Copy out all of the entries below, but substitute "one pin per instance" for every occurrence of "a single pin per instance" and keep everything else the same.
<<<<
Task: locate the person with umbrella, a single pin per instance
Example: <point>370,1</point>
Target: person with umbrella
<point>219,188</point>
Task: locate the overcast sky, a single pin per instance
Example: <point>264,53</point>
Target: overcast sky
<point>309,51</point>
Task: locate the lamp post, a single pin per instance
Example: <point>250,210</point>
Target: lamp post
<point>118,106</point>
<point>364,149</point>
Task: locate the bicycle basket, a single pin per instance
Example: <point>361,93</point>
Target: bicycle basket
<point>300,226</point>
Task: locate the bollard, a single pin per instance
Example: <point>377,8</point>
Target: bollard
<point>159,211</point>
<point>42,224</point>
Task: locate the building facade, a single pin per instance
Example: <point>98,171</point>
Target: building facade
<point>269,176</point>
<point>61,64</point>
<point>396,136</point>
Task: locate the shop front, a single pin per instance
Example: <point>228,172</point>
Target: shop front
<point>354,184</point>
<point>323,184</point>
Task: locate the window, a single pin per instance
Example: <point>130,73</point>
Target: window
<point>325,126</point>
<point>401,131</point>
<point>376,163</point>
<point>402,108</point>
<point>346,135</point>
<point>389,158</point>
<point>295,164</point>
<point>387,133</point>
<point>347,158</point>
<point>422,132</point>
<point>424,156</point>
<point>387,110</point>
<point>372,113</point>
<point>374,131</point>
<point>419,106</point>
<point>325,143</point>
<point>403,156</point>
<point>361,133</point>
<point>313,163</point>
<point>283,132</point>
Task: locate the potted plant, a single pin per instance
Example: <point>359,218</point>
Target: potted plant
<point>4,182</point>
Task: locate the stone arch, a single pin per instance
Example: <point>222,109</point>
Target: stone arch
>>>>
__REPLY TO THE EXERCISE__.
Task: locate the person with umbrella, one pin per instance
Example: <point>370,1</point>
Target: person with umbrella
<point>219,188</point>
Task: locate the overcast sky, one pin per instance
Example: <point>264,53</point>
Target: overcast sky
<point>309,51</point>
Task: locate the lamp post, one pin per instance
Example: <point>250,210</point>
Target: lamp post
<point>118,106</point>
<point>364,149</point>
Task: locate the bicycle basket, one pin per instance
Example: <point>361,93</point>
Target: bicycle basket
<point>300,226</point>
Task: locate the bollard, one pin per instance
Example: <point>377,8</point>
Target: bollard
<point>159,211</point>
<point>42,224</point>
Task: locate the building facade, one pin per instance
Example: <point>98,171</point>
Target: building facade
<point>269,176</point>
<point>61,64</point>
<point>396,136</point>
Task: locate the shop front, one pin per instance
Example: <point>228,172</point>
Target: shop front
<point>354,184</point>
<point>323,184</point>
Task: locate the window, one pin per instance
Example: <point>130,73</point>
Target: window
<point>325,126</point>
<point>401,131</point>
<point>376,163</point>
<point>402,108</point>
<point>346,135</point>
<point>389,158</point>
<point>295,164</point>
<point>387,133</point>
<point>347,158</point>
<point>422,132</point>
<point>424,156</point>
<point>387,110</point>
<point>372,113</point>
<point>374,131</point>
<point>419,106</point>
<point>325,143</point>
<point>403,156</point>
<point>361,133</point>
<point>313,163</point>
<point>283,132</point>
Task: locate the potted plant, one pin per instance
Example: <point>359,218</point>
Target: potted plant
<point>4,182</point>
Task: locate the stone arch, one pin per instance
Example: <point>222,109</point>
Target: stone arch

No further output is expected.